DOCUMENT SEGMENT:
————————

E. Cyber-Security and Data Privacy
Cyber-security and data privacy continued to be hot topics, with the shift to remote work arrangements due to the pandemic presenting increased risks for inadvertent cyber-security failures as well as opportunities for hacking. AUM Law addressed these and other privacy and cyber-security issues in a number of articles, including the following:
- Cyber-Resilience: We touched on cyber-resilience in our March FAQ on business continuity planning and wrote a more detailed article in our April bulletin. In September, we reported on the Office of Superintendent of Financial Institutions’ consultation paper on operational resilience in a digital world, which includes recommendations regarding cyber-resilience, and in October, we reported that the international Financial Stability Board (FSB) had finalized its cyber incident recovery and response toolkit.
- Artificial Intelligence: In February we wrote about the consultation paper on the regulation of artificial intelligence published by the federal Office of the Privacy Commissioner (OPC), and in June we discussed the consultation paper published by the International Organization of Securities Commissions (IOSCO) regarding potential regulatory measures addressing asset managers’ and market intermediaries’ use of artificial intelligence.
- Privacy: In August, we reported that the Ontario government had launched a consultation to determine whether reforms to Ontario privacy legislation are warranted. See also our article in this bulletin regarding the Canadian government’s proposed Digital Charter Implementation Act, 2020.
F. Compliance Review and Enforcement Report Cards
The summary reports that regulatory staff publish about their oversight of market participants are valuable tools that can help firms learn more about recent and proposed regulatory initiatives, what staff consider to be problematic (or, conversely, beneficial) practices, and how staff interpret legislation and rules. In 2020, we wrote about:
- Alberta Securities Commission (ASC) staff’s review of issuers’ and registrants’ compliance with the offering memorandum exemption (January);
- Insights from staff of the OSC’s Compliance and Registrant Regulation (CRR) Branch regarding their compliance program, shared during a webinar hosted by the Portfolio Management Association of Canada (PMAC) in May;
- The annual enforcement report published by the Investment Industry Regulatory Organization of Canada (IIROC) in May;
- The CRR Branch’s annual Summary Report for Dealers, Advisers and Investment Fund Managers (September) – a ‘must read’;
- The CSA’s biennial report card on reporting issuers’ continuous disclosure practices (October); and
- The OSC’s Corporate Finance 2020 Annual Report (discussed later in this bulletin).

————————

SUPPLIED MATERIAL:
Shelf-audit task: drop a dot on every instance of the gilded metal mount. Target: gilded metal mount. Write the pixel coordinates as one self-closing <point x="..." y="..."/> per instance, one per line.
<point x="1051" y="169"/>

————————

TASK SET:
1/ In the bulletin excerpt, in which month did AUM Law report that the Financial Stability Board had finalized its cyber incident recovery and response toolkit?
2/ According to the bulletin excerpt, why do cyber-security and data privacy remain hot topics?

SOLUTIONS FOR EACH TASK:
1/ October

2/ The pandemic shifted work to remote arrangements. That shift increased the risk of inadvertent cyber-security failures and created opportunities for hacking.